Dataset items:
=== Section Start ===
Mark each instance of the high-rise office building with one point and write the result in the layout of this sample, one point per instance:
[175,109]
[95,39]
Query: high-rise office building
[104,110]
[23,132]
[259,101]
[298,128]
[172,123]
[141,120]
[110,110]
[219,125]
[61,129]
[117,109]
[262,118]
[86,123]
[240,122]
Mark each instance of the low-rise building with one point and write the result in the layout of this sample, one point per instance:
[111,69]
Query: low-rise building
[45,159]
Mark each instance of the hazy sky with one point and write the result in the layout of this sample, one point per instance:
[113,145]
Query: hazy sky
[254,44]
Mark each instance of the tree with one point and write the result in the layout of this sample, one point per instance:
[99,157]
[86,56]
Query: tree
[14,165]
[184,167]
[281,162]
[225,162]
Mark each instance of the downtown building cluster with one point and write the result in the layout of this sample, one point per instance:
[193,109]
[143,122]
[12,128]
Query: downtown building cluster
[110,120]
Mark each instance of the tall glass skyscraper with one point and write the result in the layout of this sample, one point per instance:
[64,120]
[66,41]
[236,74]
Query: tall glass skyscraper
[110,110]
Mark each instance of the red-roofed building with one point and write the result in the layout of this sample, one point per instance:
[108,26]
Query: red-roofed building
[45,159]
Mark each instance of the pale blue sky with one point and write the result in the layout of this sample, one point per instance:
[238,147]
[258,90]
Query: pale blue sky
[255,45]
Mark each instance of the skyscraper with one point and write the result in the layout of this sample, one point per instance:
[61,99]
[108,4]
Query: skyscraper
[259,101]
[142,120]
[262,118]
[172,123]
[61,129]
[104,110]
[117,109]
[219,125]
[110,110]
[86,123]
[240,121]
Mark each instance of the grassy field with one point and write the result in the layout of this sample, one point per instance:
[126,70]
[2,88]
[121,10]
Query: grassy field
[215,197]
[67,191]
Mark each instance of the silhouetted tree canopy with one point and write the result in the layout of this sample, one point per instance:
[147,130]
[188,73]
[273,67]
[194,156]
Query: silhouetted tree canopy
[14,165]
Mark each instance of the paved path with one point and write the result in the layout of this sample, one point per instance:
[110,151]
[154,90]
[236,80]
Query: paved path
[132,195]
=== Section End ===
Where in the records above does the word "write" appear? Copy each line that holds it.

## RESPONSE FOR THIS EXERCISE
Mark each instance of the high-rise office building with one point and write the result in the layout of this sample, one point per instance:
Mark each instance of the low-rise building with one point and write the result in the layout of this sample, one point per instance:
Mark each instance of the hazy sky with one point and write the result in the layout of this sample, one point per instance:
Mark each instance of the tree with one point and write the result in the layout of this sample, one point per instance:
Mark each instance of the downtown building cluster with one point and write the result in the layout of this sample, one point per instance:
Mark each instance of the tall glass skyscraper with one point and write the result in the layout of this sample, one point per instance:
Mark each instance of the red-roofed building with one point and write the result in the layout of this sample, one point per instance:
Mark each instance of the pale blue sky with one point and write the result in the layout of this sample, one point per instance:
Mark each instance of the skyscraper with one point and write the result in the layout of this sample, one point per instance:
Mark each instance of the grassy field with one point and write the result in the layout of this sample, one point per instance:
Mark each instance of the silhouetted tree canopy with one point and write the result in the layout of this sample, one point per instance:
Mark each instance of the paved path with one point and write the result in the layout of this sample, one point per instance:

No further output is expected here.